* Reading text:
□ □ □
Fair Isaac Corporation, the company responsible for FICO® scores, have built a new suite of scoring models that will be available from all three credit reporting agencies– Experian, TransUnion, and Equifax– by the end of 2020. The suite consists of FICO® 10, which will handle the data it gets from credit agencies in the same way as earlier FICO® releases, and FICO® 10T, which is the first FICO® scoring model to use “trended data.”

Trended Data is a Key Player in the New Changes

The difference between trended data and the current way your credit is scored is a bit like the difference between a picture and a video. Current FICO® models look at a single moment in time. The new FICO® 10T tracks credit and debt activity over 24 months to create a more accurate picture of a borrower’s spending and credit management habits. It will reward borrowers who consistently manage their debt well over time and penalizes those who get their credit in shape when they are applying for a loan and return to bad habits after the loan is approved.

Here are the most critical changes that FICO® 10 makes to the way it will score your credit:

  • Total debt is most important. FICO® 10 gives more weight to the total amount of debt you carry rather than where you put your debt. Moving mortgage from a credit card to a personal loan or consolidating your debt with a low interest card will lower the amount of interest you pay every month, but it won’t reduce your total debt. FICO® 10 is primarily interested in monitoring your credit card balances to see if they are consistently increasing or you are routinely seeking new credit.
□ □ □
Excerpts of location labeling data
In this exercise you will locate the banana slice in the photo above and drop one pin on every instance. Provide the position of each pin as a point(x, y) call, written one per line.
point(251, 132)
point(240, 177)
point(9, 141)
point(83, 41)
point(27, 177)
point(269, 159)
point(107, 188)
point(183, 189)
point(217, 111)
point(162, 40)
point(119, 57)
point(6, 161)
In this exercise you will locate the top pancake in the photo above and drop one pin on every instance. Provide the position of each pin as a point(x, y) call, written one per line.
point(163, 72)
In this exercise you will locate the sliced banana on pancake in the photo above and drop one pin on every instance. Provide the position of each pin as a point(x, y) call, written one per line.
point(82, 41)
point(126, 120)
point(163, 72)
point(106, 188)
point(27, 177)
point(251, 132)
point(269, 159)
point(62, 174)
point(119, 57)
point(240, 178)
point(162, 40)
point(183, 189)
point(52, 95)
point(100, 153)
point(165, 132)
□ □ □
* What to work on:
1) Edit the rows, starting with the first one and going on through the line with "point(217, 111)", so that "banana slice" becomes "banana piece"; leave everything else as it is.
2) Resume the passage on the FICO® 10 credit scoring changes, picking up after its last sentence.

* Per-task outputs:
1)
In this exercise you will locate the banana piece in the photo above and drop one pin on every instance. Provide the position of each pin as a point(x, y) call, written one per line.
point(251, 132)
point(240, 177)
point(9, 141)
point(83, 41)
point(27, 177)
point(269, 159)
point(107, 188)
point(183, 189)
point(217, 111)

2)
  • Consolidating debt doesn’t help. FICO® 10 weighs personal loans more heavily than earlier releases to penalize borrowers who consolidate credit card debt with low interest loans, but then rack up more debt after their scores improve.
  • Delinquent payments will hurt more. Delinquencies on your credit reports occur when you miss payments on your credit obligations. Lenders generally report these late payments to the credit bureaus once you have gone at least 30 days past the due date. Consumers who miss or are late making payments are likely to experience a more severe drop in their credit scores under FICO® 10 than under previous FICO® scoring models.
  • Too much credit card debt will be penalized. FICO® 10 treats different types of debt differently. Revolving credit, such as credit card debt and lines of credit, is a more significant factor in determining your score than installment credit, which includes mortgages and student loan debt. Using credit cards more than other sources of available credit will lower your score more under FICO® 10. If you use credit cards sparingly and avoid large balances, your utilization of credit cards will likely remain low.

What FICO® didn’t change is how it weighs your credit history when preparing your score. The trended data is grouped into five categories:

  1. Payment history which has weight of 35%.
  2. Amounts owed which has a weight of 30%.
  3. Length of credit history which has a weight of 15%.
  4. New credit which has a weight of 10%.
  5. Credit Mix which has a weight of 10% as well.

The new models will deliver two different scores. “FICO® invested in the development of both FICO® 10 and 10T rather than a single score to provide lenders with unparalleled flexibility to select which approach works best for them,” says Ethan Dornhelm, Vice President of Scores and Predictive Analytics at FICO®.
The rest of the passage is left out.